** Selected text **
BEGIN
But it's also good. She'll be a teenager like Hollywood one day. Which will be interesting, to say the least. Those of you who have older kids, did you go through a period of mourning when you realized your youngest was past that certain helpless, needs mommy for everything stage? I can't be the only one thinking about this!

And finally, just a comment that's not related to my blue mood or fifth grade humor. But it is about a fifth grader! (wow - was that a horrible segue or what?!) The Boy is in chess club now. Which is great because he loves it, but chess gives me a headache. I can play it (not well), but I hate that you have to think when you're playing it. Aren't games supposed to be relaxing? I love a good game of scrabble, or anything that has to do with words. My new obsession online is Bookworm Adventures. Yep - geeky. That's me. But chess? Wow - that requires more brain cells. Before chess club, the boy was almost able to beat me in chess. Now that he'll be taught actual strategy, I'm toast. I'll never beat him again.


Jane said...

Rectify. Haha. When I opened this post, I took a glance behind me to make sure nobody could see that picture and wonder. Behind me? A wall. But I looked, you know, just in case.

Do you use a feed reader? Many of the feed readers will generate a blogroll for you, with the links to all of the feeds you read. I use Bloglines, so that whatever I'm subscribed to is automatically updated on my site. I think Google Reader does the same thing.

I'm with you on the funk. Maybe we should meet halfway and wear hawaiian shirts and drink something with umbrellas in it to cheer ourselves up.

Travis Erwin said...

That image makes it easier to see where the term "Choking your chicken" hatched from.

Debbielou said...

Hello! Brilliant post - you've had me in stitches and I'm certainly never going to look at a chicken in the same light again !!!

I know what you mean - my kids are 8 & 11 & my son is almost as tall as my Mum - they come out with some really funny statements sometimes just when you think they are all grown up they remind you that actually they're not.

And Rectify -does it for me too !

Ps - Just to try to cheer you up - It's pouring with rain, freezing cold and we have floods over the whole of the UK at the moment - the crazy thing is we'll probably have a hose pipe ban in the summer ( which will be wet too!) Happy days ! x

Andrea said...

I'm sorry you're in a funk (oops! Almost misspelled that!)... Just think, though - winter solstice is behind us, therefore the days are actually growing LONGER! This thought helps me get through the winter.

Speaking of alarming curves, my college roommate's boyfriend... need I say more than "around corners" or does that about do it? Ah, the crazy college days.

My favorite word game is Text Twist, though I've found another version of it that uses 8 letters.

SUV MAMA said...

You crack me up!

I think Jane has the best solution short of hopping on a plane and actually GOING to Hawaii. Drink enough and maybe you'll feel like you are there...

Rectify. I'll never think of it the same.

The chicken neck was horribly scary looking, but I'll bet you could invent something just like it in rubberized form and sell a ton of them. :)

Barb said...

I can't imagine the winters you must have. I got depressed in NC and that wasn't that cold or that long. You can always come see me in sunny FLA!
I have a funny chicken story for you.. my sister's husband is named "Dick" already funny, right. Well my niece who was about 15 at the time had a friend over for dinner and they were having chicken so my sister asks her husband "Do you want sauce on your chicken dick?" Notice there is not a coma between chicken and dick which is how she said it and the girls both spit soda out of their nose. We still kid about putting sauce on your chicken dick ~ and I didn't even know chickens had those!
END
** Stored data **
BEGIN
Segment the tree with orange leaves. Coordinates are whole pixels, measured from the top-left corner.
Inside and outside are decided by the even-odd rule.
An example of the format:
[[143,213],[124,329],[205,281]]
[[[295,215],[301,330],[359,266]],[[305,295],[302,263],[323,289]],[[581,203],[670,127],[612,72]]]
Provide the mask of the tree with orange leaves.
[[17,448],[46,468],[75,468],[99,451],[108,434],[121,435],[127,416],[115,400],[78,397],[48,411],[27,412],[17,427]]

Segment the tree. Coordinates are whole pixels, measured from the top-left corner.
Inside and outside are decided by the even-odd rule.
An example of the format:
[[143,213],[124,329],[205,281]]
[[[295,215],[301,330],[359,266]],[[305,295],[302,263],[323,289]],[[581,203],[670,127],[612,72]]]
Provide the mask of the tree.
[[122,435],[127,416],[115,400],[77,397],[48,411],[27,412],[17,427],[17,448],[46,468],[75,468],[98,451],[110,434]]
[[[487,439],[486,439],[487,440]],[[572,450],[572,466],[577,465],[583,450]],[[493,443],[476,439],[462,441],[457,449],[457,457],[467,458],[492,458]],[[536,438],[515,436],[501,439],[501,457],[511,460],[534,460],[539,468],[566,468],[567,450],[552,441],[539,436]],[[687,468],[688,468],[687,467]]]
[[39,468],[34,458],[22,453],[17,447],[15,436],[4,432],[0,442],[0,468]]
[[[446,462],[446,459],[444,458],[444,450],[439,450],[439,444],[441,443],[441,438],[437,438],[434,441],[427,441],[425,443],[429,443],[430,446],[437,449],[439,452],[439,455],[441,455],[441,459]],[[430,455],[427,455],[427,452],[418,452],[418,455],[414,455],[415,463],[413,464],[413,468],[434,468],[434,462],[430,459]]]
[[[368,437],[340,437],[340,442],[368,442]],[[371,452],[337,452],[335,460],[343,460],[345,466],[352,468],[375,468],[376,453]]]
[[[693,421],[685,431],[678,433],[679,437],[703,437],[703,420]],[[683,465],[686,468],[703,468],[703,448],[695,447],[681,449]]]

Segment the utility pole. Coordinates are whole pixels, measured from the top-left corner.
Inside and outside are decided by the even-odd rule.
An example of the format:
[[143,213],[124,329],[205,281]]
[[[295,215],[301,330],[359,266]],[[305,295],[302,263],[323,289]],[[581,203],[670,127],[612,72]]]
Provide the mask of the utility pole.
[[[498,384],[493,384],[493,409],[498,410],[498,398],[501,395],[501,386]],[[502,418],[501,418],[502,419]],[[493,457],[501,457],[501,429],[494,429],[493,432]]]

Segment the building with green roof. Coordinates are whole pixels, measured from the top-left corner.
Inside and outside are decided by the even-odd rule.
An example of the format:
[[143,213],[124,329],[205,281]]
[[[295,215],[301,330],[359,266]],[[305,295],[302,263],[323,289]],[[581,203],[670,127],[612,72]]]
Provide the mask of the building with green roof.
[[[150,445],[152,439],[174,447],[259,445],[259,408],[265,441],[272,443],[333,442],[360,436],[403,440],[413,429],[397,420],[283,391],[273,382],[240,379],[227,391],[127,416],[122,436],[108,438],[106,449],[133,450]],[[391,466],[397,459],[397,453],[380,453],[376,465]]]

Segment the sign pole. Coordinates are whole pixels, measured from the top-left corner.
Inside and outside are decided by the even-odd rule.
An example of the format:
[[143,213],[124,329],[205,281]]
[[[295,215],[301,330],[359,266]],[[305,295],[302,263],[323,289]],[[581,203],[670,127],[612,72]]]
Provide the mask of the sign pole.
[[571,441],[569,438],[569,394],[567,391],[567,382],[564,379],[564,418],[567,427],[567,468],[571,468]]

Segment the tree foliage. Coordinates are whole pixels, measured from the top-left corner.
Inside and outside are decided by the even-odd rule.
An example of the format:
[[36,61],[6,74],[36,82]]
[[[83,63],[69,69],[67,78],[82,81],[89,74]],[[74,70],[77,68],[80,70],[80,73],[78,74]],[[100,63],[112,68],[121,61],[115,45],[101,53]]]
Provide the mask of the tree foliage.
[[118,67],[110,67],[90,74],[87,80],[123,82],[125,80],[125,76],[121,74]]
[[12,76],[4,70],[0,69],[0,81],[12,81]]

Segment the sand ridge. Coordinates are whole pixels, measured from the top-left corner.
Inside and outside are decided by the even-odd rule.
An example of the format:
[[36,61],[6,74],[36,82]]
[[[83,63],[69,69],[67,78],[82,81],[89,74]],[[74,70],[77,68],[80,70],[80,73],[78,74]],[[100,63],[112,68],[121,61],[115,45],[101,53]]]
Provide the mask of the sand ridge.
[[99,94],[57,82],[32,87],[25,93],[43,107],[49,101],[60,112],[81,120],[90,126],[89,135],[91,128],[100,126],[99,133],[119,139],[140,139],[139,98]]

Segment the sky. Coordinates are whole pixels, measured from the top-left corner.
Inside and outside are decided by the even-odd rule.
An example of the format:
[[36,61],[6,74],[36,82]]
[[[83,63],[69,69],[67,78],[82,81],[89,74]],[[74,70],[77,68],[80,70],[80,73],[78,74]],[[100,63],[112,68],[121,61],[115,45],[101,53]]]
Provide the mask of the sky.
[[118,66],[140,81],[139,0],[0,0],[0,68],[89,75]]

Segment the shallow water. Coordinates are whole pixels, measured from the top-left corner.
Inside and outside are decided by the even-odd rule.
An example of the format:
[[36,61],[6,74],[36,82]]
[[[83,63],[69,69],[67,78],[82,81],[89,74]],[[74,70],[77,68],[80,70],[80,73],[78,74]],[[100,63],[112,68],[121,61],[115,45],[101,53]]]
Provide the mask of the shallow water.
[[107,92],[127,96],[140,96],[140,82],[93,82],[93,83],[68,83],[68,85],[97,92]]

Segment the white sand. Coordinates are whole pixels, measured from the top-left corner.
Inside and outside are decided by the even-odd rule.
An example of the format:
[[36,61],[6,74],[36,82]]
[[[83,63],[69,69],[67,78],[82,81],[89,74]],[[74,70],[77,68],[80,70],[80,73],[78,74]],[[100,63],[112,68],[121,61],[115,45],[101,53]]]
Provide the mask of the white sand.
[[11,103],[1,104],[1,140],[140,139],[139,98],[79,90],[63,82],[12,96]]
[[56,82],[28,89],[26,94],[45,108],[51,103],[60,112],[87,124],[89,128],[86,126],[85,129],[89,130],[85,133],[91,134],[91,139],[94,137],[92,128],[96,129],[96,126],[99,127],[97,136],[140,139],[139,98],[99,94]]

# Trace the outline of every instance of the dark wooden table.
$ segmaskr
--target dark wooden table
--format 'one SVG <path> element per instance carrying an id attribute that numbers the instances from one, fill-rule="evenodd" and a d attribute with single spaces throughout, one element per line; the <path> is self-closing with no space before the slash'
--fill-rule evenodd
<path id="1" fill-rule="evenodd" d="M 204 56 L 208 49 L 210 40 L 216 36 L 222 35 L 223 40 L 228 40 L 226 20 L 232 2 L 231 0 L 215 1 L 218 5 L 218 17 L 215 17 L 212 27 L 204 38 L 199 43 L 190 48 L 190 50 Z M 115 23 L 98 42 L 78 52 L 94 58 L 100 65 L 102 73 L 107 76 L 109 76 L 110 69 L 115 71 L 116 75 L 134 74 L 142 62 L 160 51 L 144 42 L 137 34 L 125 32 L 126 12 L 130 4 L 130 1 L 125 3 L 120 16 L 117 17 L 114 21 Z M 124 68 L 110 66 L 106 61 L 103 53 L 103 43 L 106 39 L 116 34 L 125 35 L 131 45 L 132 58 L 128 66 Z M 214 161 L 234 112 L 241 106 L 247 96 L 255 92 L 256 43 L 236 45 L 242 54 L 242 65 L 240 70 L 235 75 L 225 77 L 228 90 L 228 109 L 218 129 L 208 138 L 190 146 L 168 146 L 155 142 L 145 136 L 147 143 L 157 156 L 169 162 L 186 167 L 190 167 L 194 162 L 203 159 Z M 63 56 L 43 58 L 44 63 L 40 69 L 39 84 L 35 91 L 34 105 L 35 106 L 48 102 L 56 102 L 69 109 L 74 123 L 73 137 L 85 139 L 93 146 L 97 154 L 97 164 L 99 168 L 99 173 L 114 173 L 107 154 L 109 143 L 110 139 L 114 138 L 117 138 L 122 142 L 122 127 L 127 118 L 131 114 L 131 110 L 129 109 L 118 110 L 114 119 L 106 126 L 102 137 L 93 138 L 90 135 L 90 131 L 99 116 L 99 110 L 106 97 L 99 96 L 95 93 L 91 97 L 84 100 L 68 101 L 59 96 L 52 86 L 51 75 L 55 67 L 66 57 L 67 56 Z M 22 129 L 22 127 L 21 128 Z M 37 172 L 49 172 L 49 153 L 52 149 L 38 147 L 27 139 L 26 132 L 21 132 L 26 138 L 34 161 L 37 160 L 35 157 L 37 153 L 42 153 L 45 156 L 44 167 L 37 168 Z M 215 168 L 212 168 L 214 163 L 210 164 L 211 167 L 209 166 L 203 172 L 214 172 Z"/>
END
** Problem 1 **
Which feed reader does Jane say she uses, according to the blog post?
** Problem 2 **
Write out the stretch of the blog post from "And Rectify -does" through "crazy college days.".

** Written reply 1 **
Bloglines.

** Written reply 2 **
And Rectify -does it for me too !

Ps - Just to try to cheer you up - It's pouring with rain, freezing cold and we have floods over the whole of the UK at the moment - the crazy thing is we'll probably have a hose pipe ban in the summer ( which will be wet too!) Happy days ! x

Andrea said...

I'm sorry you're in a funk (oops! Almost misspelled that!)... Just think, though - winter solstice is behind us, therefore the days are actually growing LONGER! This thought helps me get through the winter.

Speaking of alarming curves, my college roommate's boyfriend... need I say more than "around corners" or does that about do it? Ah, the crazy college days.